** Start of DOCUMENT SECTION **
I remember reading once that one of Alfred Tennyson's toughest critics scathingly quipped, in response to Arthur Hallam's death, that Tennyson would have been better off had he saddled up and sauntered off into the far distance on a horse -- the iambic "clip-clop" of the horse's hooves being not only more pleasant to listen to than Tennyson's In Memoriam (so says the critic), but also -- eventually -- they would have to stop as well.

For some reason, I had the same thought with regard to the news spreading of Philip Roth's retirement. "Did you see how I did that?" he asked me in early December. "How I retired quietly in a French magazine?"

Of course, with anything Mr. Roth says or writes, one never is quite sure how to gauge the sarcasm. A part of me believes that Philip Roth actually thought he could retire quietly in a French magazine. As news spread, however, it became clear that news of Roth's retirement would not be taken lightly. We readers, scholars and admirers of his work would certainly not allow that to happen. And it is not as though Roth himself has had any trouble with his so-called retirement. He reported to Charles McGrath a few weeks following the appearance of that fateful Les Inrocks interview that he has a post it note to remind him, happily, every day, that he is done: "The struggle is over," he told the New York Times.

But it is not over for us -- neither the struggle nor the grief. The elegies to Roth's work have been perpetual ever since the news broke. Everyone, including myself it seems, has something to say about it -- through personal reflection, through acknowledgement of what Roth means as a writer and scholar and through the dozens of conversations with others who seem unwilling also to confront this reality. It makes sense of course that we readers and writers would use the written word to express our grief. My favorites thus far include Ken Gordon's decision to "give the guy a break" and reread his old Roth; and the article in the Spanish paper El Pais announcing the retirement of Imre Kertész with the header connecting Kertész's retirement (albeit temporally) to the retirement of Philip Roth, as though one was the cause for the other.
** End of DOCUMENT SECTION **
** Start of DATA EXTRACT **
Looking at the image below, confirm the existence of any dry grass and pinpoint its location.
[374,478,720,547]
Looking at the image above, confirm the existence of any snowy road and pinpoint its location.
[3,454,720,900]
** End of DATA EXTRACT **
Write what comes next in the piece about Philip Roth's retirement, starting right after its final sentence. None of the material is needed here.

Surely, the grief surrounding Roth's retirement, in the spoken and unspoken connections linking Roth's decision with just about everything else, marks a cultural movement in some sense. Adam Gopnik, in fact, even wrote for the New Yorker an excellent piece connecting Roth's retirement with the "burlesque of the Petraeus affair" at the end of November.

If anything, all of this writing emphasizes just how long Roth has been with us -- literally, psychically, culturally (over five decades), what an impact he has had on his nation and beyond, and what this impact means to scholarly writers, novelists and ordinary readers alike. I guess what I am trying to say is that it seems like this could go on for a while, and, to some extent, rightly so. But at some point, might we be better off riding into the distance on a horse saving the lambs for the animals' hooves rather than our own elegiac response?

I feel a little as though we all should have seen this coming -- that we ought to have been more prepared. When Nathan Zuckerman, from within the pages of Exit Ghost, declared that it would be his last appearance, many of us began to brace ourselves even then. Along with Miriam Jaffe Foger, I co-edited an issue of Philip Roth Studies entitled, "Mourning Zuckerman." Within it, Miriam, I, and several international authors lamented the loss of Roth's famous alter ego, claiming that it was Zuckerman's mournful knowledge of the U.S., of history, of the status of the writer that we would perhaps miss the most.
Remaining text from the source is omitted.